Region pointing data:
————

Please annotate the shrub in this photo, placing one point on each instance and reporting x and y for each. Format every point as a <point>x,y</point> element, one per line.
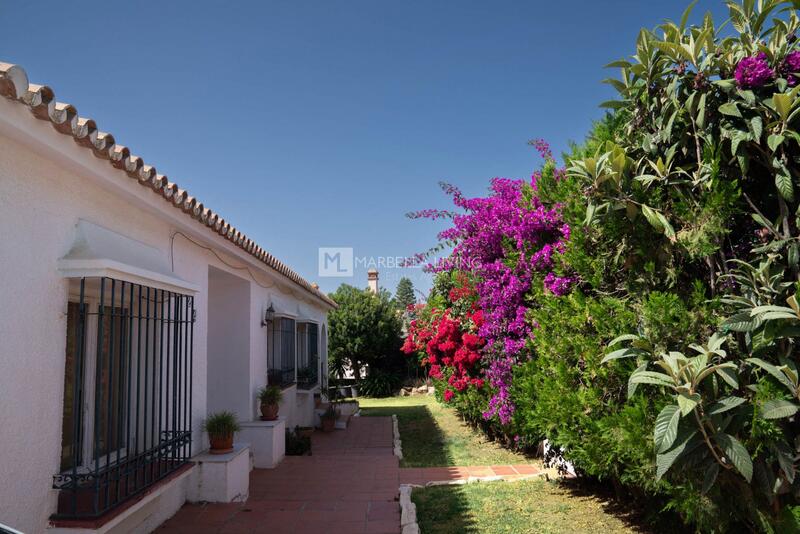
<point>221,424</point>
<point>270,395</point>
<point>379,383</point>
<point>655,345</point>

————

- WHAT TO DO
What is needed is a word-for-word restatement of the entries, minus any pictures.

- RESULT
Please annotate the shrub in this photo, placing one point on each instance and reporting x and y for each. Format every point as a <point>x,y</point> element, one per line.
<point>221,424</point>
<point>270,395</point>
<point>379,383</point>
<point>655,345</point>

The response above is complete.